=== Section Start ===

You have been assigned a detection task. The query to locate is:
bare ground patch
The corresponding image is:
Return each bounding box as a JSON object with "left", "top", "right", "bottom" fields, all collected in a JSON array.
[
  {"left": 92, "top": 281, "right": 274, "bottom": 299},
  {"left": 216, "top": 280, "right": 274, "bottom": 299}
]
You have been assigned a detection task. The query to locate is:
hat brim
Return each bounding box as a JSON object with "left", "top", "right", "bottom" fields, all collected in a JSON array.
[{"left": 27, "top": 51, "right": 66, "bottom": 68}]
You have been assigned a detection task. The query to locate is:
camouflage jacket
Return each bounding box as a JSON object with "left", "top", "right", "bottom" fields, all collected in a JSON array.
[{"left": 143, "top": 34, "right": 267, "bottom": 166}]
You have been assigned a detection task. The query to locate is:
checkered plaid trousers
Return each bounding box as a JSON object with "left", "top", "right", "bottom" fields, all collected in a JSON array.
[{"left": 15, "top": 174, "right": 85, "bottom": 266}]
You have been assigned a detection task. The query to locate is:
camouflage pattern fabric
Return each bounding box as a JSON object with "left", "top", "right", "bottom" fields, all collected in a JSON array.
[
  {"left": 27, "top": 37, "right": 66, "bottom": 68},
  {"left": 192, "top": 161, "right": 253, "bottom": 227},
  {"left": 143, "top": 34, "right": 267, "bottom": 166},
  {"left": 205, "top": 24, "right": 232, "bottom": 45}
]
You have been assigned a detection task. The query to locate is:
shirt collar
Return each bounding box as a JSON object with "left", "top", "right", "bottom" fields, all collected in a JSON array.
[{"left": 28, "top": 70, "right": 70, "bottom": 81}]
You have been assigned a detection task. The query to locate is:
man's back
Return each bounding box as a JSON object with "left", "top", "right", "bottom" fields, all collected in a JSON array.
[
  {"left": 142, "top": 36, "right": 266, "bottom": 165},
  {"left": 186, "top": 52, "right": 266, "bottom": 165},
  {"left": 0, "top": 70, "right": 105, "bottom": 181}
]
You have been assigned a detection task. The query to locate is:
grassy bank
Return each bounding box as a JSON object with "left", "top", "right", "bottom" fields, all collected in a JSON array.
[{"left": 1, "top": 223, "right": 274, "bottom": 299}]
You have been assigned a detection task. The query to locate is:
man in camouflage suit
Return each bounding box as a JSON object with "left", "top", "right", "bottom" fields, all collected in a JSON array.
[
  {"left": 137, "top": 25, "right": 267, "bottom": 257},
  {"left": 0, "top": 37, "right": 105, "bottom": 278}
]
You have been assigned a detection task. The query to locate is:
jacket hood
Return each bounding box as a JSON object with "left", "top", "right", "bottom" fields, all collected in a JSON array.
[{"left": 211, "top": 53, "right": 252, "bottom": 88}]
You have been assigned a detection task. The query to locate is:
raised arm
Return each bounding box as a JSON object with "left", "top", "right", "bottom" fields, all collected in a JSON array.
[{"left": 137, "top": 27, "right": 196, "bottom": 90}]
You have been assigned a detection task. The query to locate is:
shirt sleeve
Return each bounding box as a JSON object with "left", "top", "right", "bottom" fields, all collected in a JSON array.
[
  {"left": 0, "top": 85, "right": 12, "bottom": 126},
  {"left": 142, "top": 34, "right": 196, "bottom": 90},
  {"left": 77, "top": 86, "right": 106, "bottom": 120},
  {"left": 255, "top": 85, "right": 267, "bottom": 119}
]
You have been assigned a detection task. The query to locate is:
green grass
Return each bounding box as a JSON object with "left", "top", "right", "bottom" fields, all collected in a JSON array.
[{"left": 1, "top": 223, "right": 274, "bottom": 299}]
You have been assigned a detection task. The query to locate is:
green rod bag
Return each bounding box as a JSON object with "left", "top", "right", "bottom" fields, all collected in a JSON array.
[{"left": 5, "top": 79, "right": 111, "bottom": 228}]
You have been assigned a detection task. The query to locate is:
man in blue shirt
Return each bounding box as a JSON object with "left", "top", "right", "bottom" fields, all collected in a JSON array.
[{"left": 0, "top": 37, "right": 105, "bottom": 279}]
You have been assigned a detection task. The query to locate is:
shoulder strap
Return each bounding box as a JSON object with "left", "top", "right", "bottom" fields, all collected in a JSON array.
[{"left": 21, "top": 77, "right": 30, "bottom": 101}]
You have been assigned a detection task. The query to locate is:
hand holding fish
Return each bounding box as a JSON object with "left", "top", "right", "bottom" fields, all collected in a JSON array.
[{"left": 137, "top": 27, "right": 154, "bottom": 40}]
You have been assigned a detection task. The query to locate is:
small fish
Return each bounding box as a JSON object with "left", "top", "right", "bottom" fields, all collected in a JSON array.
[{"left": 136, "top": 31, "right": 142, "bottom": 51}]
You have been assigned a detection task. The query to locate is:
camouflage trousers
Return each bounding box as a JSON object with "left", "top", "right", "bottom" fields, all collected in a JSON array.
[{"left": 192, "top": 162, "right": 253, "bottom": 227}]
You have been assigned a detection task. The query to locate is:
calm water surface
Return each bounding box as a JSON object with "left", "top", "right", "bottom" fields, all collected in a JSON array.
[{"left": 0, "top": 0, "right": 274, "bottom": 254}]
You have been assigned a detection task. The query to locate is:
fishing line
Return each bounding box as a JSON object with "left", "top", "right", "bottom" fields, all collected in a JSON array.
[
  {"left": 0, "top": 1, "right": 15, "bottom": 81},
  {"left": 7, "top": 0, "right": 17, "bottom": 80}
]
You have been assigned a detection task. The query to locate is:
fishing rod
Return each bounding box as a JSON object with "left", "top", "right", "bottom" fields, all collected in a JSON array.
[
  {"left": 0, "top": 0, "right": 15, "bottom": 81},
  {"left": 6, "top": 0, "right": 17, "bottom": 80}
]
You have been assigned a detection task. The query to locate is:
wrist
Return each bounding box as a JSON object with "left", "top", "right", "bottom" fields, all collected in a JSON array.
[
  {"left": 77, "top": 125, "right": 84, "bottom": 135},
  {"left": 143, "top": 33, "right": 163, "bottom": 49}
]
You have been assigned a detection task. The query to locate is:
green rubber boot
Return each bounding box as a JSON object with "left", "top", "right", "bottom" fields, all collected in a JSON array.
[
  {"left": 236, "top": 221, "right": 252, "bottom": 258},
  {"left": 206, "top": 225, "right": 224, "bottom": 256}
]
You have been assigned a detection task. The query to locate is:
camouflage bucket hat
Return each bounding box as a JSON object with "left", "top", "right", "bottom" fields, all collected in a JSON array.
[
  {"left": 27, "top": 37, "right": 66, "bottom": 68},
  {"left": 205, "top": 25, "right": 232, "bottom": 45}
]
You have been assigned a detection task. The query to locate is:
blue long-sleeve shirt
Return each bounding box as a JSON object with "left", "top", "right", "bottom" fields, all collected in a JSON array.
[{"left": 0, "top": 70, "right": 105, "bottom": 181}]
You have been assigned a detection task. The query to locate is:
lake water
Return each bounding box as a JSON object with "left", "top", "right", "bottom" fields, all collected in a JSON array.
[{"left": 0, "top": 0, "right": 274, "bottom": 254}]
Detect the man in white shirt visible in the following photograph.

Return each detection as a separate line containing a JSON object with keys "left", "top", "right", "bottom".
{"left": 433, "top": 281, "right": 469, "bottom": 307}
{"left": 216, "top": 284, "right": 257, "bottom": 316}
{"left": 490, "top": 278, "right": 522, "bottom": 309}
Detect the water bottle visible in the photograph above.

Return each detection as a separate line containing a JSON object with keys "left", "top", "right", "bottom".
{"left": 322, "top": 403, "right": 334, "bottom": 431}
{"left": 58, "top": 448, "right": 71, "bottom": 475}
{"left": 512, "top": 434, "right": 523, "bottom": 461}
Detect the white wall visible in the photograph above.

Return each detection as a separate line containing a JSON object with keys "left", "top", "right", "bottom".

=== Section End ===

● **TO DO**
Across the listing above, in how many lines does the string "photograph" occur? Give the number only.

● **WRITTEN RESPONSE**
3